From the text on the Comet application model, list every application that it names as using the Comet model.

SUPPLIED TEXT |
━━━━

Introducing the “Comet” philosophy
Another interesting concept is what is called Comet application model. The basic idea is that a web server would push HTTP data to a browser without the browser requesting the data. The Comet approach typically uses Ajax with long polling to achieve it’s task.
A simple diagram to illustrate the Comet methodology as opposed to the web application model is as below

Web applications have evolved through various stages, as depicted in the following diagram

In the Page by page model, that most web applications started off from and a model that many still follow, every new browser page would send a request to the web server. So essentially we had to refresh the whole page every time a small bit of data on the page changed, which started to become a real pain.
Thus began the era of Ajax where any new information would take the form of Ajax requests to the server to update the web page asynchronously. Web apps would poll the servers periodically for new information, but still the point of the matter is that users have to periodically hit the server to request information.
Finally Netscape introduced the concept called web server push that has evolved into the comet programming model. Essentially imagine having the benefit of server to client messaging without issues of fat clients.
Imagine a real time event like a baseball game or the stock market scenario, when users would want to be kept informed of events happening during the game or certain stock market events. Such scenarios cannot be implemented using traditional web application methodologies. This is where Comet or Reverse Ajax methodologies fit in.
Comet is a collection of technologies that provides the functionality of web server push through persistent HTTP connection. Comet can be implanted using Streaming where the browser opens a single persistent connection to the server for all server events or long polling. Many applications use the comet model, some of them include Meebo, Gmail chat, Jotspot, ICEFaces JSF framework. The Comet approach involves a departure from the usual web based platform approach. It may involve storing some kind of state information about the clients who wish to receive notifications on the server., similar to messaging systems. This is the reason most Comet based approaches rely on custom adapted application servers. In Java Jetty and Grizzly have support for Comet based approaches. This type of design is also being introduced through the continuation concept in other platforms. But how does the browser itself stay in contct with the server applications? Some approaches include long polling, dynamic script tags and Iframes which are all non standards. Many client side Comet designs rely on frameworks to iron away incompatibilities, Dojo for example is an Ajax/Comet implemntation
What is Grizzly?
Writing scalable server application has been a big task always. Threading issues caused issue with scaling. This prompted Grizzly to make it’s appearance. It is a HTTP Connector based on NIO that ships with Glassfish. It is designed to replace Apache Tomcat’s Coyote connector. All Java based web connectors have scalability limited by the number of available threads. This is where Grizzly improves by providing plug ability of any kind of thread pool.

━━━━

EXTRACTED RECORDS |
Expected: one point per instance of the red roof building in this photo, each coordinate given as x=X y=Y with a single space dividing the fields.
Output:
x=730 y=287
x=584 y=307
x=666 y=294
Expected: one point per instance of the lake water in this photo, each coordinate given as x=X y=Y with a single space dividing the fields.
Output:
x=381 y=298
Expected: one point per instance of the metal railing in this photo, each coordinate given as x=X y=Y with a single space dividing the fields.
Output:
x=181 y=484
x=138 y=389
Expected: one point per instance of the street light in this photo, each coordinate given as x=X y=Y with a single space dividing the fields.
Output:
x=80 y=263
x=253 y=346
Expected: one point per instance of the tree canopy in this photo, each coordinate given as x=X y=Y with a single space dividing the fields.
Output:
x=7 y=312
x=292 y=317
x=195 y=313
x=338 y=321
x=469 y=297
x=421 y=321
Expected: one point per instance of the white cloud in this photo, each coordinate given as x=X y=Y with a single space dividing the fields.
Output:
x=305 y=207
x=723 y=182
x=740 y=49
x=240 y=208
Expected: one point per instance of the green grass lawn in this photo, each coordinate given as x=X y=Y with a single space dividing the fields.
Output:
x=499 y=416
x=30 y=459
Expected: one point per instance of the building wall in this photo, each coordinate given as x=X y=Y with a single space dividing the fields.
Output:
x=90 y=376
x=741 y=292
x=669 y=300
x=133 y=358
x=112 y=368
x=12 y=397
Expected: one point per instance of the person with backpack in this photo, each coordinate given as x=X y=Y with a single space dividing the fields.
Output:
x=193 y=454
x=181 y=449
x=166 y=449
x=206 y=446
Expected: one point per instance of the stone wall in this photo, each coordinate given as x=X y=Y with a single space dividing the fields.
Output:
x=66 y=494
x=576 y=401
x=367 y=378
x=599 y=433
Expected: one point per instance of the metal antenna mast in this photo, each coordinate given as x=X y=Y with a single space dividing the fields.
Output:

━━━━

OUTPUT OF THE TASK | Meebo, Gmail chat, Jotspot, ICEFaces JSF framework